▶ What you need to do
Revise the records from the line that contains "the woman walking." through the end of the records, replacing "flower in crown" with "blossom in crown" and leaving everything else unchanged. Leave the pictures out of your answer.

Location annotation dataset excerpts
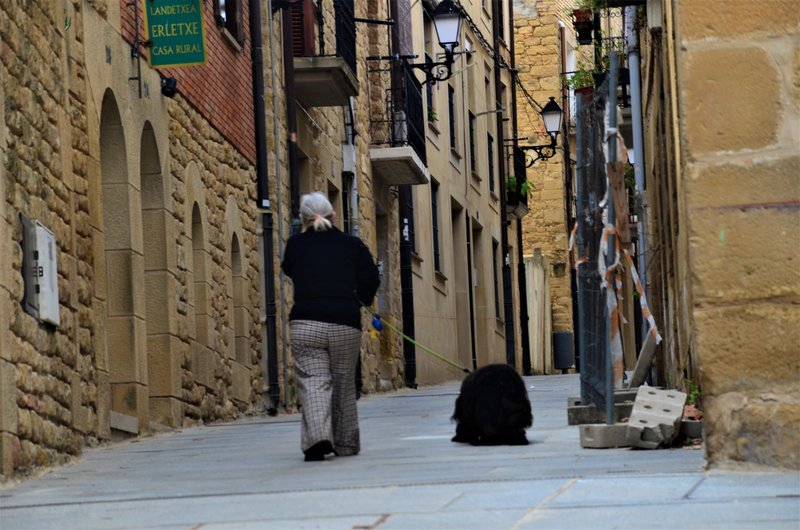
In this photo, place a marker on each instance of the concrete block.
(599, 436)
(656, 417)
(692, 429)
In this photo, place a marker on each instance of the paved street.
(251, 474)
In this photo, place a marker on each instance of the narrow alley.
(251, 474)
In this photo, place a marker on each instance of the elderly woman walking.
(333, 274)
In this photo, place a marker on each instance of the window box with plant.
(517, 191)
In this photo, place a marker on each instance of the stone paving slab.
(250, 474)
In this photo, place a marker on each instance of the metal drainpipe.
(406, 275)
(508, 303)
(291, 144)
(634, 63)
(611, 111)
(580, 213)
(268, 266)
(522, 282)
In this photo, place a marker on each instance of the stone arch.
(198, 285)
(240, 320)
(124, 271)
(163, 357)
(239, 323)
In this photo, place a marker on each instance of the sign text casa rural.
(175, 30)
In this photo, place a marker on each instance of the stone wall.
(739, 106)
(116, 177)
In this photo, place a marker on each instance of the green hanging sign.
(174, 29)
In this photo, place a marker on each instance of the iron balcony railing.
(303, 15)
(398, 118)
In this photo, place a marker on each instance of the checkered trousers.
(325, 357)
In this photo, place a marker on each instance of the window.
(228, 14)
(495, 278)
(303, 14)
(490, 153)
(451, 109)
(437, 265)
(408, 222)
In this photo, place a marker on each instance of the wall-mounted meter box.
(40, 271)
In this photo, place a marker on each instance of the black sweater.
(328, 270)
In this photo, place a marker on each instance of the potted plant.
(516, 191)
(692, 421)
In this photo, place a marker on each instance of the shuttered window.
(303, 28)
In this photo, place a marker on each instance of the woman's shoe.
(317, 452)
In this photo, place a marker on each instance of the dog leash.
(378, 323)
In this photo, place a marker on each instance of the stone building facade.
(733, 113)
(541, 49)
(151, 204)
(159, 234)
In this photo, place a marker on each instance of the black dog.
(493, 408)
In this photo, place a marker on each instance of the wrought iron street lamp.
(447, 20)
(552, 115)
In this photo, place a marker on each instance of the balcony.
(324, 80)
(517, 189)
(397, 125)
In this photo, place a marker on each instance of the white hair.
(316, 211)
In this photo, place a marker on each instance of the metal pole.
(580, 207)
(508, 302)
(268, 245)
(634, 63)
(612, 158)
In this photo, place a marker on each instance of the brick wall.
(222, 88)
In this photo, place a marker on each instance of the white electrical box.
(47, 275)
(40, 271)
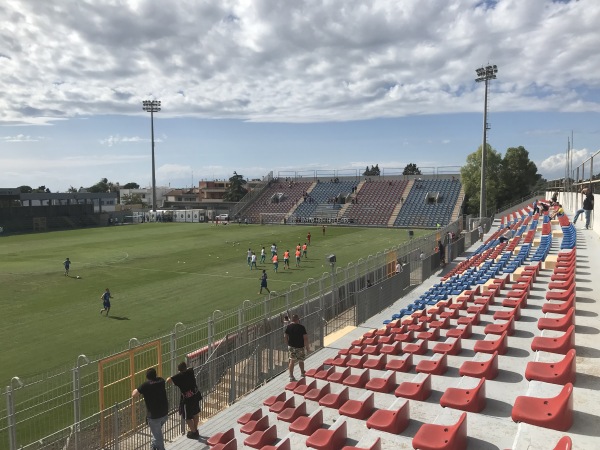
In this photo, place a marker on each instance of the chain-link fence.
(234, 352)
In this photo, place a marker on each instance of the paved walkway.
(492, 428)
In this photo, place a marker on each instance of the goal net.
(272, 218)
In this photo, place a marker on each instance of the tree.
(132, 199)
(373, 171)
(236, 190)
(519, 175)
(471, 179)
(411, 169)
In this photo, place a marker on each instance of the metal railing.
(233, 352)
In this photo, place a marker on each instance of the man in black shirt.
(296, 338)
(189, 406)
(155, 397)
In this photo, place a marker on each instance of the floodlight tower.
(484, 74)
(152, 106)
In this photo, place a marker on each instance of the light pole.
(484, 74)
(152, 106)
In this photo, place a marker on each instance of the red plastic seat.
(560, 324)
(374, 446)
(385, 384)
(338, 377)
(559, 308)
(437, 366)
(259, 439)
(392, 349)
(339, 361)
(560, 295)
(277, 407)
(274, 398)
(407, 336)
(372, 349)
(307, 425)
(317, 394)
(561, 344)
(231, 445)
(470, 320)
(507, 314)
(313, 372)
(419, 390)
(417, 327)
(324, 373)
(358, 409)
(563, 284)
(356, 362)
(464, 332)
(254, 415)
(555, 413)
(447, 437)
(376, 363)
(432, 335)
(470, 400)
(304, 388)
(499, 328)
(400, 364)
(334, 401)
(565, 443)
(291, 414)
(560, 372)
(328, 439)
(221, 438)
(416, 348)
(281, 445)
(357, 380)
(477, 369)
(448, 348)
(445, 323)
(391, 421)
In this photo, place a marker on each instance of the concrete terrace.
(492, 427)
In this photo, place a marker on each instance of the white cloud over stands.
(554, 166)
(268, 60)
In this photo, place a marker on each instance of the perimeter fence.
(233, 352)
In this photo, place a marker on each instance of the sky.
(293, 87)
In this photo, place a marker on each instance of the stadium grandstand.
(428, 201)
(485, 354)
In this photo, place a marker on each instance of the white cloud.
(554, 166)
(21, 138)
(300, 61)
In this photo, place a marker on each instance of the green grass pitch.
(159, 274)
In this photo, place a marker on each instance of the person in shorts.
(296, 339)
(105, 297)
(189, 405)
(157, 406)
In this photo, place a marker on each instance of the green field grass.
(159, 274)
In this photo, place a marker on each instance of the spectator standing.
(442, 251)
(263, 282)
(296, 339)
(588, 207)
(189, 404)
(157, 406)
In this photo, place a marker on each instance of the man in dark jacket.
(157, 405)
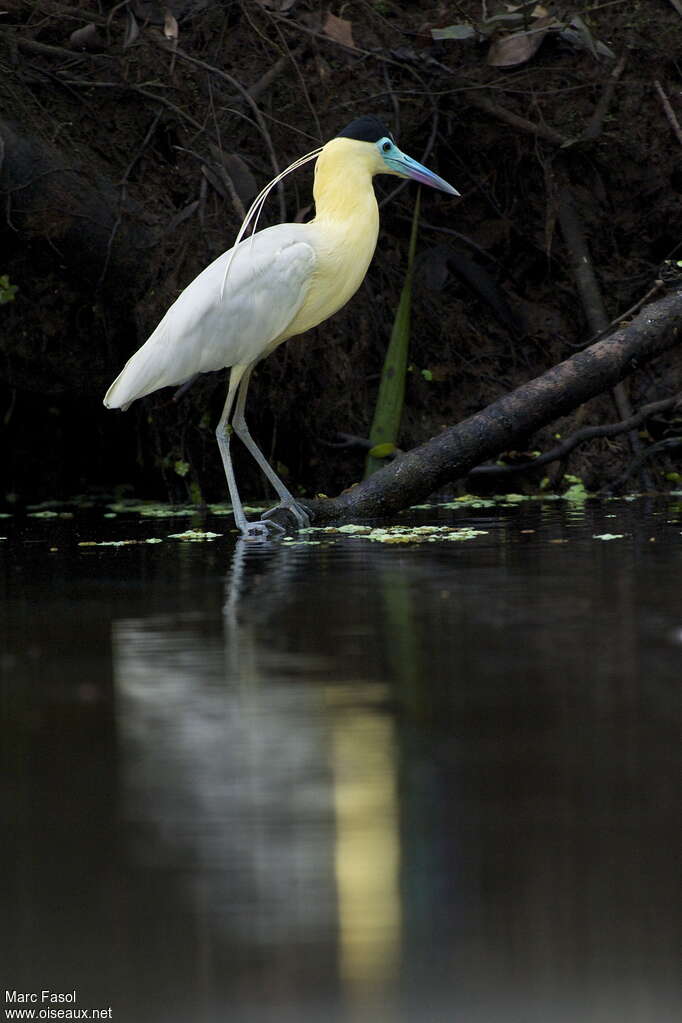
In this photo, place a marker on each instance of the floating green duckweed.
(116, 543)
(401, 534)
(194, 535)
(106, 543)
(151, 509)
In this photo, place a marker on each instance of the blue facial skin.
(400, 164)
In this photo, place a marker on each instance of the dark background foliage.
(134, 134)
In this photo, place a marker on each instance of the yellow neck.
(343, 189)
(345, 230)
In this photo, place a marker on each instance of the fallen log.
(448, 457)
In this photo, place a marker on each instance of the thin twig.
(124, 195)
(247, 98)
(596, 122)
(670, 113)
(636, 463)
(589, 291)
(657, 286)
(542, 131)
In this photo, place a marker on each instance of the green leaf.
(7, 291)
(389, 410)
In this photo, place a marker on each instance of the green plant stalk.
(389, 409)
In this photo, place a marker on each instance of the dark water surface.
(347, 782)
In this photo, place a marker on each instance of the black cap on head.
(367, 129)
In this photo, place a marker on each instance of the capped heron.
(279, 282)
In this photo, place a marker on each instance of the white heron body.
(280, 282)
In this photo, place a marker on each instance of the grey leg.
(286, 499)
(248, 530)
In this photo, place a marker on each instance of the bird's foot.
(261, 530)
(300, 513)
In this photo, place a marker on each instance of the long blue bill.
(403, 165)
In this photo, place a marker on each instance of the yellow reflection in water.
(367, 848)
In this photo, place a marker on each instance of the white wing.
(267, 284)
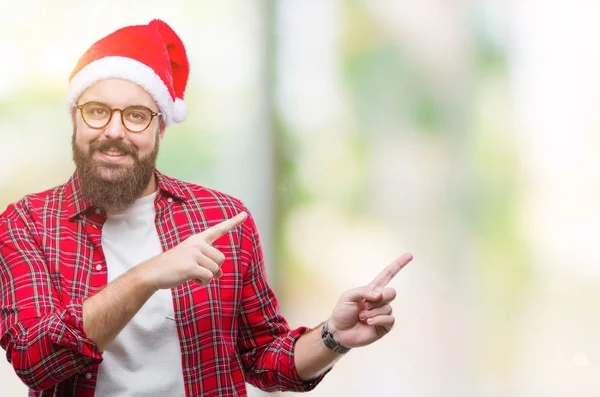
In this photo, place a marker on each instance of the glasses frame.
(121, 111)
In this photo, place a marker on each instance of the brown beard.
(125, 186)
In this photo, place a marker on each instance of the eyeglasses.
(135, 119)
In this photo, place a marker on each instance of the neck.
(151, 188)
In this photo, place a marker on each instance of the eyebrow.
(81, 102)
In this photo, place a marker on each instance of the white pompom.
(180, 111)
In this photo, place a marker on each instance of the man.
(125, 282)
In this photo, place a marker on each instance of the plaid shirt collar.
(77, 205)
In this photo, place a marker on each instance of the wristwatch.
(330, 342)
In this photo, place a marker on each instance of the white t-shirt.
(145, 358)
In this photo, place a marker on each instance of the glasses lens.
(95, 114)
(137, 118)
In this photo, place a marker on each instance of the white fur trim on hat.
(127, 69)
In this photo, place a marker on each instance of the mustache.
(106, 144)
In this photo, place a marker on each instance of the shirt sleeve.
(43, 336)
(266, 342)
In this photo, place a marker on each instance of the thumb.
(360, 293)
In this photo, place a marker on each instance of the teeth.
(112, 152)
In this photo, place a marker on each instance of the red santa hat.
(152, 56)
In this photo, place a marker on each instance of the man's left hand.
(364, 315)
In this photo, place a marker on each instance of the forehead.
(118, 93)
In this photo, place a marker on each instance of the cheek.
(145, 144)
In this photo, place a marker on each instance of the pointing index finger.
(216, 231)
(390, 271)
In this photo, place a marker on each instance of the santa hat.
(151, 56)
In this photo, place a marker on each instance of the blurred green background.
(465, 132)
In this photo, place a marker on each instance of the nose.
(114, 129)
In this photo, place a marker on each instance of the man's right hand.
(193, 259)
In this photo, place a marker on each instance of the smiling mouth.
(113, 152)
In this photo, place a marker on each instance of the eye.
(98, 111)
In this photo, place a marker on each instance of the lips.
(112, 152)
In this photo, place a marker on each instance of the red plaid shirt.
(51, 260)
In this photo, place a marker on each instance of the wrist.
(328, 336)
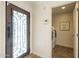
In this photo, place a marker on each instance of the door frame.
(13, 7)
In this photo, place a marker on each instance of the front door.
(17, 31)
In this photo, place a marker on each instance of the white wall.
(41, 42)
(2, 29)
(24, 5)
(28, 7)
(75, 30)
(64, 38)
(42, 35)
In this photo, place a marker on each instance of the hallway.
(62, 52)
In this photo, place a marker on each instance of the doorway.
(62, 31)
(17, 31)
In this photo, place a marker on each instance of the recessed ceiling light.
(63, 7)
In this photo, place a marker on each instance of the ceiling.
(69, 8)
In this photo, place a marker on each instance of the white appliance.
(53, 37)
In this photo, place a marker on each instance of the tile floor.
(62, 52)
(58, 52)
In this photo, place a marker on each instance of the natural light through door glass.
(19, 33)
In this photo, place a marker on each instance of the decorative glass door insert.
(19, 33)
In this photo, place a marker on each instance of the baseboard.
(64, 46)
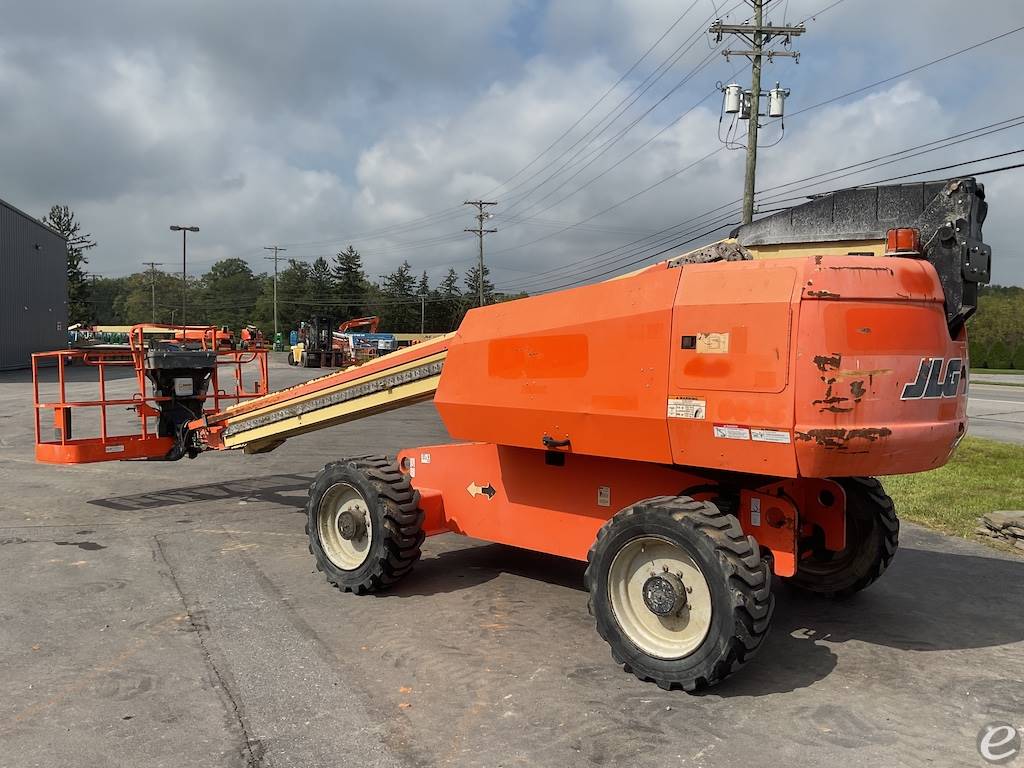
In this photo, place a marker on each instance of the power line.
(595, 104)
(276, 251)
(712, 154)
(481, 216)
(530, 283)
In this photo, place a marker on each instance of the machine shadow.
(472, 564)
(926, 601)
(73, 374)
(278, 489)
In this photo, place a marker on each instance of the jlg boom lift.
(688, 430)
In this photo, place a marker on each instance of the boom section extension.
(393, 381)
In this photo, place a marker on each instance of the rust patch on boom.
(840, 439)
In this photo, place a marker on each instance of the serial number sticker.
(687, 408)
(714, 343)
(732, 432)
(769, 435)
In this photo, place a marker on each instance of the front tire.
(871, 540)
(364, 523)
(678, 592)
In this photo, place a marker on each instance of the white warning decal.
(769, 435)
(732, 432)
(687, 408)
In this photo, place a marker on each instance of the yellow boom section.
(390, 382)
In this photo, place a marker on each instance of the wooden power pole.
(276, 250)
(153, 284)
(479, 231)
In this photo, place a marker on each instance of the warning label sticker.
(769, 435)
(732, 432)
(687, 408)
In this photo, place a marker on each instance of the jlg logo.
(936, 378)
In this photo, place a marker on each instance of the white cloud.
(366, 116)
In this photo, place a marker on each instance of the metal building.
(33, 288)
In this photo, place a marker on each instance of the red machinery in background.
(691, 430)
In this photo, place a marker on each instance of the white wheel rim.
(667, 637)
(340, 499)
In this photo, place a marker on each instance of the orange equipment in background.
(689, 429)
(174, 383)
(372, 323)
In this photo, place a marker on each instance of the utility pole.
(479, 231)
(153, 284)
(276, 250)
(184, 271)
(758, 35)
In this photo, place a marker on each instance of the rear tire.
(871, 540)
(364, 523)
(678, 592)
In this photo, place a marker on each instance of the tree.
(978, 352)
(448, 310)
(349, 282)
(999, 356)
(229, 293)
(62, 220)
(473, 286)
(399, 307)
(293, 292)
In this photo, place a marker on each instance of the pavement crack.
(252, 748)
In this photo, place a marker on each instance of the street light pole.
(184, 273)
(276, 250)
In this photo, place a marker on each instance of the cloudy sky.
(320, 123)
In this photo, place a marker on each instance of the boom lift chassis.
(689, 430)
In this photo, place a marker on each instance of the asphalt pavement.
(169, 614)
(996, 412)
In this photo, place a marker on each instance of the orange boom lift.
(688, 430)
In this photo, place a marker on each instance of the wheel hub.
(665, 594)
(352, 524)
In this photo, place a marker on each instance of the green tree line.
(230, 294)
(996, 332)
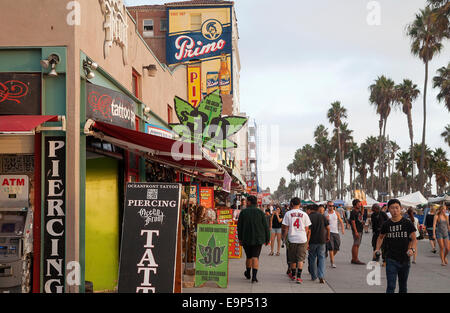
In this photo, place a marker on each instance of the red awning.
(161, 149)
(23, 123)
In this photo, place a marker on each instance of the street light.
(388, 150)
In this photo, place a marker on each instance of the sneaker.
(358, 262)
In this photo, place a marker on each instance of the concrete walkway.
(426, 276)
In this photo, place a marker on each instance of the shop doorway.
(102, 223)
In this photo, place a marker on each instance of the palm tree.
(335, 115)
(407, 92)
(442, 81)
(440, 168)
(382, 96)
(426, 40)
(368, 149)
(446, 134)
(324, 152)
(403, 165)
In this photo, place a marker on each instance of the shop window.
(148, 28)
(169, 114)
(196, 21)
(136, 84)
(163, 25)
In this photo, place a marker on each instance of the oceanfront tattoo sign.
(204, 124)
(54, 219)
(149, 238)
(115, 26)
(106, 105)
(20, 93)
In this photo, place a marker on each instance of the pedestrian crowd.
(312, 234)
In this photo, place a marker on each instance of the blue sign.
(213, 40)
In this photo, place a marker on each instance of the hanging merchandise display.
(149, 238)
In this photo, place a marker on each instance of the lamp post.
(388, 151)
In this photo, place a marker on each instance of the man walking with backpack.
(377, 218)
(357, 226)
(319, 235)
(253, 232)
(400, 236)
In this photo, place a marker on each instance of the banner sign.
(149, 238)
(207, 197)
(234, 248)
(203, 34)
(204, 124)
(54, 220)
(226, 182)
(194, 84)
(106, 105)
(212, 40)
(158, 131)
(193, 194)
(14, 191)
(224, 216)
(212, 255)
(20, 94)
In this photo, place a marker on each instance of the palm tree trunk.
(411, 137)
(383, 166)
(422, 154)
(380, 161)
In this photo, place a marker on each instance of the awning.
(159, 149)
(23, 124)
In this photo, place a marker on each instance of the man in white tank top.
(335, 240)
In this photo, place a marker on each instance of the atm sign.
(13, 182)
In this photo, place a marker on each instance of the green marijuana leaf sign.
(212, 255)
(204, 124)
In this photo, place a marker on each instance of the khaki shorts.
(296, 252)
(356, 241)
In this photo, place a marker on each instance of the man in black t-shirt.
(377, 218)
(357, 226)
(318, 236)
(399, 234)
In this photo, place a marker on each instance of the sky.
(297, 57)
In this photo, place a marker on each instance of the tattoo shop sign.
(109, 106)
(20, 93)
(54, 214)
(212, 255)
(149, 238)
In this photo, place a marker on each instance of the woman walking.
(429, 219)
(440, 232)
(275, 228)
(415, 221)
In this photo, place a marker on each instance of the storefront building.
(69, 63)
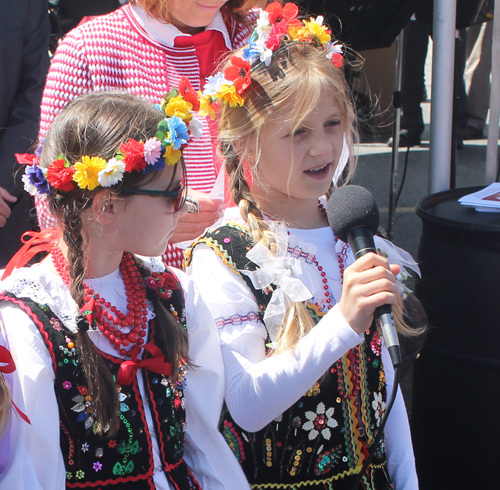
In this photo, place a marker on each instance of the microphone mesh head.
(349, 207)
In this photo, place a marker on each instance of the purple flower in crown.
(39, 148)
(37, 178)
(153, 151)
(179, 134)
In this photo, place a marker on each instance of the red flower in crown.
(133, 152)
(189, 93)
(279, 14)
(337, 60)
(26, 158)
(60, 176)
(275, 36)
(238, 73)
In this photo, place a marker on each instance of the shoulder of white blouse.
(45, 288)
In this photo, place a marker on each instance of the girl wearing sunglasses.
(118, 365)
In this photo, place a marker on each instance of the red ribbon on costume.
(34, 242)
(7, 366)
(128, 369)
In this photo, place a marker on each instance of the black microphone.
(354, 218)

▶ Task response
In this photo, place a marker on each instance of the woman walking.
(429, 219)
(440, 232)
(275, 228)
(415, 221)
In this photo, place a marker on each instance of the storefront building.
(69, 63)
In this photo, place a marker on each instance of the microphone mesh head.
(349, 207)
In this photo, place a marker on each instance of the purple blossom in crown.
(39, 148)
(37, 178)
(153, 151)
(179, 134)
In this photo, place a marker on each instance of the red blossom in crown.
(133, 152)
(189, 93)
(279, 14)
(337, 60)
(26, 158)
(60, 176)
(275, 36)
(238, 73)
In this photo, place a marker on each instance of the shoulder of white blouse.
(45, 288)
In this photo, place a marker on each instance of the girl wearing sunglasses.
(118, 365)
In this photo, place a marker on each instance of the red ribbon on costume.
(34, 242)
(7, 366)
(128, 369)
In this photo, place a marker on each instance of the black microphone.
(354, 218)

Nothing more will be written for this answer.